What you will do: Change "simplified polygon" to "rough polygon" everywhere in the lines below and reproduce them with nothing else altered.
───── Supplied entries
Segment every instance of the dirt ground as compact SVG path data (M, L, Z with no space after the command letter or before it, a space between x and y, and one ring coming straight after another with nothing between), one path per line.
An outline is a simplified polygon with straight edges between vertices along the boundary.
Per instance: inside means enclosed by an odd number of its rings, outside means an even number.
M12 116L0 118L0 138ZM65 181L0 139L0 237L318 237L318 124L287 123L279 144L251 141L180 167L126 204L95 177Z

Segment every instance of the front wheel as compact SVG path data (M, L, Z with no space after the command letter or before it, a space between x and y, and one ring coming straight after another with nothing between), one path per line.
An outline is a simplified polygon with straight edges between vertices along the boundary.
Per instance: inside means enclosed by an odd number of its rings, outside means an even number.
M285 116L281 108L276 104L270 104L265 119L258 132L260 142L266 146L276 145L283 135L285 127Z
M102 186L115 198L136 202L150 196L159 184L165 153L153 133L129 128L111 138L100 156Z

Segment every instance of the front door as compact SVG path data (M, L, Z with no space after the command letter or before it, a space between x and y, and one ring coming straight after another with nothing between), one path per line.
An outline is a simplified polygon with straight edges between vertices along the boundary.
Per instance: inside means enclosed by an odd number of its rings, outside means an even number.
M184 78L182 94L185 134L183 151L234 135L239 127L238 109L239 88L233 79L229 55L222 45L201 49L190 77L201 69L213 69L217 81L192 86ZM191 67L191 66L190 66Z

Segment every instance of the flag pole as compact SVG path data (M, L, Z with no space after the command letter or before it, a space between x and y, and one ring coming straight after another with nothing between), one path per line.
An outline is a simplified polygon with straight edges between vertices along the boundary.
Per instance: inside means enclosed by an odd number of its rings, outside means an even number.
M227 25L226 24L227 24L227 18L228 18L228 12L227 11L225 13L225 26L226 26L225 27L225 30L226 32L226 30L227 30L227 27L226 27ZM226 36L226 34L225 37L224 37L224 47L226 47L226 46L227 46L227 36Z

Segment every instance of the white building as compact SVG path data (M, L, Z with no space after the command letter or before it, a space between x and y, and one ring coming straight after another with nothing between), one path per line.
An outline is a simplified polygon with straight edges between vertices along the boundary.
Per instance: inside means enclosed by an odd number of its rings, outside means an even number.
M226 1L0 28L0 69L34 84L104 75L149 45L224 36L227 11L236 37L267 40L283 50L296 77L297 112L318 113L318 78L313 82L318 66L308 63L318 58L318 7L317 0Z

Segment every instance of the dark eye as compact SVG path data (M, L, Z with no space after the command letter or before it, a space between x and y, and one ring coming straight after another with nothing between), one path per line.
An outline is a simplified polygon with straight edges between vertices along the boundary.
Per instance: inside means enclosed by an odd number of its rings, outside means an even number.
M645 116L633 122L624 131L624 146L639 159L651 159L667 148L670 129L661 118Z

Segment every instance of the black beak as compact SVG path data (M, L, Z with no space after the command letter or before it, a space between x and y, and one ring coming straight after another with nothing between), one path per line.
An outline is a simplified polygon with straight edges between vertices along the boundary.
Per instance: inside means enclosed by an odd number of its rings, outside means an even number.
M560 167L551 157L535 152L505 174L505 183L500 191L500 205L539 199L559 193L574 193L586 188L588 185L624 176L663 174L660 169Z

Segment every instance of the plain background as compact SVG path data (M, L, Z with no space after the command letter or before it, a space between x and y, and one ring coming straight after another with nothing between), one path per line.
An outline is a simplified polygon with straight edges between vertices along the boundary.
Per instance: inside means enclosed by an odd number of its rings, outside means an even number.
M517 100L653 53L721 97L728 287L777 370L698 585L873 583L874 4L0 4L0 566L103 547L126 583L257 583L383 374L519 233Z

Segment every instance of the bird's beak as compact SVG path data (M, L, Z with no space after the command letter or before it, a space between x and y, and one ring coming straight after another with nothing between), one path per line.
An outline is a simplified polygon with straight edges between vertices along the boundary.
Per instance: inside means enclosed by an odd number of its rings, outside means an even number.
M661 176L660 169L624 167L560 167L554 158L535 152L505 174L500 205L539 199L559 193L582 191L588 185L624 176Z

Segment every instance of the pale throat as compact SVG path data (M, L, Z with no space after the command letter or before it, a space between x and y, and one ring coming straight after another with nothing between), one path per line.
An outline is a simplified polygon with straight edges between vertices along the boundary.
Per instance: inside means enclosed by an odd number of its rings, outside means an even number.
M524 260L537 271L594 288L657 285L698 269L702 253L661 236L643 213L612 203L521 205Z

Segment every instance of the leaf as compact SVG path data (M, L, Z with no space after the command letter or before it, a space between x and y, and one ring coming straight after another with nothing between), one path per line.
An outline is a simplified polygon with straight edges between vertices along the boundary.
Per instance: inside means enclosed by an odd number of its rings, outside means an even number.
──────────
Finished answer:
Segment every instance of the dirt ground as compact SVG path data (M, L, Z with no space after the command letter or before it, a space between x and y, and one ring coming straight after another with nothing between), one path per line.
An outline is a rough polygon with straight edges between vertices along the boundary.
Per instance: inside means enclosed by an odd number of its rings, outside means an even number.
M12 116L0 118L0 138ZM65 181L0 139L0 237L318 237L318 124L287 123L279 144L251 141L180 167L126 204L95 177Z

Segment every instance of the front wheel as compact SVG path data (M, L, Z with no space after the command letter or before it, a space between x and y, and one ring coming straight after another with nothing between), one path per line.
An outline is a rough polygon with straight edges between vertices along the boundary.
Per instance: inside means enclosed by an odd number of its rings, outside means an even number.
M285 116L281 108L276 104L270 104L265 119L258 132L260 142L266 146L276 145L283 135L285 127Z
M102 186L115 198L136 202L150 196L159 184L165 153L153 133L129 128L111 138L100 156Z

Segment every instance of the front door as compact SVG path data (M, L, Z with no space after the command letter or before it, a space between x and y, and one ring coming straight after another with nothing between), one path per line.
An outline is a rough polygon with straight edges between vertices along the boundary.
Per instance: inside means enclosed by an odd number of its rings, outside means an even number.
M184 78L182 94L185 134L183 151L234 135L239 127L238 109L239 88L233 79L229 55L222 45L201 49L190 77L201 69L213 69L217 81L192 86ZM191 67L191 66L190 66Z

Segment every instance of the flag pole as compact SVG path data (M, L, Z with no space after the command letter or before it, a space between x and y, and one ring coming straight after another with nothing between), one path per line.
An outline is a rough polygon with straight edges between vertices along the boundary.
Per instance: inside means enclosed by an odd number of its rings, outside means an even number.
M227 25L226 24L227 24L227 18L228 18L228 12L227 11L225 13L225 26L226 26L225 27L225 30L226 32L226 30L227 30L227 27L226 27ZM226 36L226 34L225 37L224 37L224 47L226 47L226 46L227 46L227 36Z

Segment every instance of the white building as compact SVG path data (M, L, Z with no space after the command letter or before it, a space between x and y, and one ring coming straight after another with nothing between), one path per line.
An outline is a rough polygon with straight edges between vertices along the boundary.
Per instance: inside means enclosed by an odd number of its rings, outside means an even number.
M226 1L0 28L0 69L34 84L104 75L149 45L224 36L227 11L236 37L267 40L283 50L296 77L297 112L318 113L318 78L313 82L318 66L308 63L318 58L318 7L317 0Z

Segment every instance of the dark eye as compact SVG path data (M, L, Z with no space after the command letter or before it, a space between x and y, and one ring coming straight after another with nothing between), one path per line.
An outline is a rough polygon with straight edges between vertices along the boundary.
Per instance: inside means enclosed by an odd number of its rings, outside means an even number.
M645 116L633 122L624 131L624 146L639 159L651 159L667 148L670 129L661 118Z

Segment every instance of the black beak as compact SVG path data (M, L, Z with no space after the command letter or before it, a space between x and y, and one ring coming straight after another with nothing between), one path per line.
An outline is a rough polygon with straight edges between vertices along the boundary.
Per instance: inside means enclosed by an odd number of its rings, outside means an even number.
M560 167L551 157L535 152L505 174L505 183L500 191L500 205L539 199L559 193L574 193L586 188L588 185L624 176L663 174L660 169Z

Segment every instance of the plain background as compact SVG path data (M, L, Z with no space after the command letter or before it, a space between x and y, and one ring coming straight after another with nothing between), one path per line.
An outline is a rough polygon with straight edges between vertices along the boundary.
Per instance: inside means enclosed by an odd number of its rings, outside means an even number.
M517 100L653 53L721 97L728 287L777 370L698 585L873 583L874 4L0 4L0 566L103 547L126 583L257 583L383 374L519 233Z

Segment every instance of the bird's beak as compact SVG path data (M, L, Z with no space after the command letter or before it, a space between x and y, and one ring coming straight after another with nothing between), one path per line.
An outline is a rough polygon with straight edges between vertices along the boundary.
Per instance: inside means enclosed by an odd number of its rings, outside means an even number.
M661 176L660 169L624 167L560 167L554 158L535 152L505 174L500 205L539 199L559 193L582 191L588 185L624 176Z

Segment every instance of the pale throat as compact SVG path data (M, L, Z with no space after the command letter or before it, a space between x and y, and one ring coming straight after another with nothing between), one path per line.
An outline is a rough polygon with straight edges between vertices along the boundary.
Per instance: inside means enclosed by an odd number of its rings, outside means an even number.
M524 260L537 271L594 288L657 285L698 269L702 253L661 236L643 213L612 203L521 205Z

Segment every instance of the leaf as compact SVG path data (M, L, Z with no space after the command letter or before it, a space between x and y, and one ring coming straight after another with nothing between), one path per line.
An outline is a rough polygon with straight edges between vertices along the boundary.
Per instance: inside means enclosed by an odd number of its rings, outside means an even number.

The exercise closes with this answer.